• _PROBLEM DESCRIPTION_
From the rows below, keep only the lines that contain the word "building" and copy each one out.

-------- DATASET CONTENT --------

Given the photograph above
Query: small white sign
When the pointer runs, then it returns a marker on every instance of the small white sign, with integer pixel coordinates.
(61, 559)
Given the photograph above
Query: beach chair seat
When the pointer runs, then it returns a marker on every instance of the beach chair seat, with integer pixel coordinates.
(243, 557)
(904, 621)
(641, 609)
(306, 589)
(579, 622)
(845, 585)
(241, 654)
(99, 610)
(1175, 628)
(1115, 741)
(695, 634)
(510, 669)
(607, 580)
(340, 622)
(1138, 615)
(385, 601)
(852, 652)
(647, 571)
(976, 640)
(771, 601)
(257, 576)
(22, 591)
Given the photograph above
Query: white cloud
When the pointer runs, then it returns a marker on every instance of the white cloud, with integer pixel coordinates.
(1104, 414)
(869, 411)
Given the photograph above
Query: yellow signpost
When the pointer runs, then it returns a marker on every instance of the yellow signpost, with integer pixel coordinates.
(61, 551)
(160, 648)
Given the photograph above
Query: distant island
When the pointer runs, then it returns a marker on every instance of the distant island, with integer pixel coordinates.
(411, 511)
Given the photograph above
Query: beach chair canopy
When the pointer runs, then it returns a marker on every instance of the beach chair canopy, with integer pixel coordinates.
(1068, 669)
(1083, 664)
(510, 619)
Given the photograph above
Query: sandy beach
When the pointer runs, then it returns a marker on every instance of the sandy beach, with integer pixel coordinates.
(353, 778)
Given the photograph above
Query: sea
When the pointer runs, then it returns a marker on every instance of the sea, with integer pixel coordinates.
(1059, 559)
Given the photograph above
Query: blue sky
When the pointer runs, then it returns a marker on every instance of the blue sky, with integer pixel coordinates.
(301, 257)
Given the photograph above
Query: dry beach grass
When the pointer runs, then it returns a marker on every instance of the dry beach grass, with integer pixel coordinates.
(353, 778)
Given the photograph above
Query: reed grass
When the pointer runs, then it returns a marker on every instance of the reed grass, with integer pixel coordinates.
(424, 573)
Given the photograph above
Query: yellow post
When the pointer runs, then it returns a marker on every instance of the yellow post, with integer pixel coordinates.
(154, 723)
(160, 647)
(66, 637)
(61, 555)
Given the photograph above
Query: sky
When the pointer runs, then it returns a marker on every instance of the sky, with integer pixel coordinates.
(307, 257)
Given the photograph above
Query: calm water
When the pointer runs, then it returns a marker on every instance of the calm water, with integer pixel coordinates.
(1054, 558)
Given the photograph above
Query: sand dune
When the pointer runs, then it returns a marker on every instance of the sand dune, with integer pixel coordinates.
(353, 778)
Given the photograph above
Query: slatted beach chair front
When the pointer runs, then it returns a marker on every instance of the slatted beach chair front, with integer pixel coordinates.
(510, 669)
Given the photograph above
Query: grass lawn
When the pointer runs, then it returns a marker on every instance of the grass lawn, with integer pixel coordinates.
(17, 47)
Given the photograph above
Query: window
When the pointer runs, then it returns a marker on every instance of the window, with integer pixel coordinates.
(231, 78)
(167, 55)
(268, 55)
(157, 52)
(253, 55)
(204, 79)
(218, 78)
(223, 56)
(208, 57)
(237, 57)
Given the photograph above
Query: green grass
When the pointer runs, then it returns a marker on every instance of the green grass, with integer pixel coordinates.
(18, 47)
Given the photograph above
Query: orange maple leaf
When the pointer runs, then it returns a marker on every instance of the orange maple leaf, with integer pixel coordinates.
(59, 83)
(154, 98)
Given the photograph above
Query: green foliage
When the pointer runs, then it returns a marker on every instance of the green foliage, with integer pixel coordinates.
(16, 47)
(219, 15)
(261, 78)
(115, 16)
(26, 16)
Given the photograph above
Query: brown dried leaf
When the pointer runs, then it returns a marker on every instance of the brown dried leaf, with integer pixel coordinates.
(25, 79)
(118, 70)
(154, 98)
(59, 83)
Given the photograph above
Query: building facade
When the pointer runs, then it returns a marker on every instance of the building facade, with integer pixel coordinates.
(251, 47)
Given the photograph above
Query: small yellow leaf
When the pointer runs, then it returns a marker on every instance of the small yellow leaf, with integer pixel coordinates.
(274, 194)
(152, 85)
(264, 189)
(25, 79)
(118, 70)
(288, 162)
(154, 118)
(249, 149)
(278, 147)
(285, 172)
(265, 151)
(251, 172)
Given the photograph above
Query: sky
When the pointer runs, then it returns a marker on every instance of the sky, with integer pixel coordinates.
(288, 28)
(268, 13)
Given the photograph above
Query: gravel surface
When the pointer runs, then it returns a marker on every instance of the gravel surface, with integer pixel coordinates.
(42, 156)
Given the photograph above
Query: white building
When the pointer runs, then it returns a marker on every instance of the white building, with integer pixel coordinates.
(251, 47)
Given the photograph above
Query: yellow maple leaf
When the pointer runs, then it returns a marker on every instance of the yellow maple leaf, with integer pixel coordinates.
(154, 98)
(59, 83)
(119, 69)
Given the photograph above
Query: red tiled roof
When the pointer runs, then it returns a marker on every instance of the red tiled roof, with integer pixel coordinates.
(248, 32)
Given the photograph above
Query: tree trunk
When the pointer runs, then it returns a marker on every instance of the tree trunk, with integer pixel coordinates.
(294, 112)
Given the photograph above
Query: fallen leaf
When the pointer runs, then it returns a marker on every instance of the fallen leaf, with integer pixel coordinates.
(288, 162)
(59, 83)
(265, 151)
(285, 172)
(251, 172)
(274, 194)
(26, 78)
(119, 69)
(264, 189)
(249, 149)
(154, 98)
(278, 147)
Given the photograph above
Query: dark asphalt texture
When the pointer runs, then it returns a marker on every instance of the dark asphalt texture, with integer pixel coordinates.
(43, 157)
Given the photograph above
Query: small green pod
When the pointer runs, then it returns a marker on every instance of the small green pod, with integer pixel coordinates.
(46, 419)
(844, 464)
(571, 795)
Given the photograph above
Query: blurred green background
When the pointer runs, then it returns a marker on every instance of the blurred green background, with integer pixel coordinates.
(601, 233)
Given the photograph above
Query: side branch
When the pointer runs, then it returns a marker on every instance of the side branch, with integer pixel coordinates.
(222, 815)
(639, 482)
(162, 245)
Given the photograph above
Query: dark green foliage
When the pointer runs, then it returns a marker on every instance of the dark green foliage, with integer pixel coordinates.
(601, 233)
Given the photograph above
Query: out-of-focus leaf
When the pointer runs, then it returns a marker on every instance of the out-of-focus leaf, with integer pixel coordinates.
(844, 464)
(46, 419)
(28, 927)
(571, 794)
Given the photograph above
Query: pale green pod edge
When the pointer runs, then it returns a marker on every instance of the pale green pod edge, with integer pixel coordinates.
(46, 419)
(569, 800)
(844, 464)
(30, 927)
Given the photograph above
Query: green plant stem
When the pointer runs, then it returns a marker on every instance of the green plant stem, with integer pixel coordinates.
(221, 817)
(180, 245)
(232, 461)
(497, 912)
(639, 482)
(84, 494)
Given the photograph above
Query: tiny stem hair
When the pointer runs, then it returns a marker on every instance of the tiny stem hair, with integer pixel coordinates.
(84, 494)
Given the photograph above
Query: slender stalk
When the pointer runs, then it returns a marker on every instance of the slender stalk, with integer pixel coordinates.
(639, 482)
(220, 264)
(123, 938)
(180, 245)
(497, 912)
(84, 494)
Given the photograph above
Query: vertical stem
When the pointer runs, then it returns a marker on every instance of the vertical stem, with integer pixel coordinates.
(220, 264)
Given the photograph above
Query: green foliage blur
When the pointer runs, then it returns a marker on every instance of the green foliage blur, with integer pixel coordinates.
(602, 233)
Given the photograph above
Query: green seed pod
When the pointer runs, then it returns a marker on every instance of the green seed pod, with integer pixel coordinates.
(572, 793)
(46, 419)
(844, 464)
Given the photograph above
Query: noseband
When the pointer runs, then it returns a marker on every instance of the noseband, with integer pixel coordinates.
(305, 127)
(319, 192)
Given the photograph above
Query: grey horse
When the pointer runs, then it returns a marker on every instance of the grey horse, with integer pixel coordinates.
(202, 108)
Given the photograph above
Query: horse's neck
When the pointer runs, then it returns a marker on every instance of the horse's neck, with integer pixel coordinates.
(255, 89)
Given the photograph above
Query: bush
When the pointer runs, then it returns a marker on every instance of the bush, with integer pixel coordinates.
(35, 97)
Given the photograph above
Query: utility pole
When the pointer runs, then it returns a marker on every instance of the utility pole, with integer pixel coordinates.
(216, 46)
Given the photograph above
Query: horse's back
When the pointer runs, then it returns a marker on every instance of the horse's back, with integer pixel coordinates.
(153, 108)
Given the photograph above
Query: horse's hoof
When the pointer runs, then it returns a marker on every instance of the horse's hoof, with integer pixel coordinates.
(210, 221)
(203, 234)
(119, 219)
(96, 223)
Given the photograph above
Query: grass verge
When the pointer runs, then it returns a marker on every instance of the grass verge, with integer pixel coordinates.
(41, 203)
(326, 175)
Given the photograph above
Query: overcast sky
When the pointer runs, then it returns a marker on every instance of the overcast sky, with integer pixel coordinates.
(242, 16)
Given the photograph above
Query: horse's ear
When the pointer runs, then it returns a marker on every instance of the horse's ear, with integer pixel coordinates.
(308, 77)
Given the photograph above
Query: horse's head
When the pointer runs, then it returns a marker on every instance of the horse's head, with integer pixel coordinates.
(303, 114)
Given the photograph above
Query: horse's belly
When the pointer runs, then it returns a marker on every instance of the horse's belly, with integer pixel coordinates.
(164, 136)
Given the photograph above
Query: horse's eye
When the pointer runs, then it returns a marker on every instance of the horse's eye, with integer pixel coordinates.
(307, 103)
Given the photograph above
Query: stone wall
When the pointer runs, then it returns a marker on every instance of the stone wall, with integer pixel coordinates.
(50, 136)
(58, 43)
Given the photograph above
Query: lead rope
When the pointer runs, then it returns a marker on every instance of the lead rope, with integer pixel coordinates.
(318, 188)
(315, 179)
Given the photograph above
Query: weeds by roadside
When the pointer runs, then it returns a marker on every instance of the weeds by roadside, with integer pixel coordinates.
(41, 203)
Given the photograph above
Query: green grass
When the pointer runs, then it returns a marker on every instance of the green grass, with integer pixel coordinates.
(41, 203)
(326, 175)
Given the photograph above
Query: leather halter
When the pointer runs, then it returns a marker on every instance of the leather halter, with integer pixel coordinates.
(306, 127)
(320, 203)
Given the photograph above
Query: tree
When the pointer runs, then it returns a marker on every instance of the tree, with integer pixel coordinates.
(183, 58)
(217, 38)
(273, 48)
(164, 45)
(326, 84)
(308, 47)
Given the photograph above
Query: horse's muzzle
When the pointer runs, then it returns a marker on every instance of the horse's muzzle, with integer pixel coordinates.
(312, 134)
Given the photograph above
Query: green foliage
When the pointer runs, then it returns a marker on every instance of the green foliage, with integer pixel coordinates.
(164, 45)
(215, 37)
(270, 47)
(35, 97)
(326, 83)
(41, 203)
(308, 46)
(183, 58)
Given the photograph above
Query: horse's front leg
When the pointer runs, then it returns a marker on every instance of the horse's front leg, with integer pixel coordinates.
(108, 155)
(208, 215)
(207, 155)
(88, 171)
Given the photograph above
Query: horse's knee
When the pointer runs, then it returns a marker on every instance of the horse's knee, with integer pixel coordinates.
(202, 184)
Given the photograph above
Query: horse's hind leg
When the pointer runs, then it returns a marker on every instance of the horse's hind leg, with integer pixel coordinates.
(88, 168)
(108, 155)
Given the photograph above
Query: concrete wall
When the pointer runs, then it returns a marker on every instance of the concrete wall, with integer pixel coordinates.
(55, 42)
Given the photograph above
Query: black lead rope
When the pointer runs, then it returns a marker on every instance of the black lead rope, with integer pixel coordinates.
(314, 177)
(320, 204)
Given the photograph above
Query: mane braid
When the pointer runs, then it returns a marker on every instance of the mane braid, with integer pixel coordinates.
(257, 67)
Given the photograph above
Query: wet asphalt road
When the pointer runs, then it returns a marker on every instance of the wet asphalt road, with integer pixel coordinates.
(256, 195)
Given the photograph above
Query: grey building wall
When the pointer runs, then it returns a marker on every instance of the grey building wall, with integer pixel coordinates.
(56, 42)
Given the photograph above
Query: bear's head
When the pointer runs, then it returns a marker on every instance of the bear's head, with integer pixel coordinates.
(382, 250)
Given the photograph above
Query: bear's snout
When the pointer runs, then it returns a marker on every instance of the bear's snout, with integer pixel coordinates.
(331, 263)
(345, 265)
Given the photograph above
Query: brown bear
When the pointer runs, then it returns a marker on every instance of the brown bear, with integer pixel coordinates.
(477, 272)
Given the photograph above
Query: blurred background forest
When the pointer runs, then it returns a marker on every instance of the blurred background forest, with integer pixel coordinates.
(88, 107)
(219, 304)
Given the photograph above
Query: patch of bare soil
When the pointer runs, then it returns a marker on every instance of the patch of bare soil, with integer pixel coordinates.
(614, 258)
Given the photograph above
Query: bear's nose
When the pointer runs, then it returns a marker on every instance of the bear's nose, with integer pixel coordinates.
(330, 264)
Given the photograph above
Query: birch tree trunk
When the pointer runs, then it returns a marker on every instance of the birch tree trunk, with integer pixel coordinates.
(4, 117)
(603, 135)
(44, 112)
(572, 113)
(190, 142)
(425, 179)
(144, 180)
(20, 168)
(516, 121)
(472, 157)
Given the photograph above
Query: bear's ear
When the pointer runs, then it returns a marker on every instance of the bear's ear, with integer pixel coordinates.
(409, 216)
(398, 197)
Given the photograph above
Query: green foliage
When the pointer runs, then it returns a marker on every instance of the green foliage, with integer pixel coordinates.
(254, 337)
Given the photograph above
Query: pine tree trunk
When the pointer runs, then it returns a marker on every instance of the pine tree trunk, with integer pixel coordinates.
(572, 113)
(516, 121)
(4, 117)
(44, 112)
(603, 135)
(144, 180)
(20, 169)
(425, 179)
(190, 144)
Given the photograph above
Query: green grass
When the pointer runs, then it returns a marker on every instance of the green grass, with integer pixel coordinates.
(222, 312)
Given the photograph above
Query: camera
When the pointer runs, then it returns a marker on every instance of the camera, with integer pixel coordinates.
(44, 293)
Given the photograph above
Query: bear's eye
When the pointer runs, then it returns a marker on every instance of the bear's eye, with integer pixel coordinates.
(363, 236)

--------

• _THE RESPONSE_
Query: building facade
When the pointer runs, then it returns a marker on every instance of the building facade, with integer pixel coordinates.
Query: white building
When the pointer runs, then it returns a marker on every instance of the white building, with integer pixel coordinates.
Query: grey building wall
When the pointer runs, then it returns a marker on every instance of the grey building wall, with integer pixel coordinates.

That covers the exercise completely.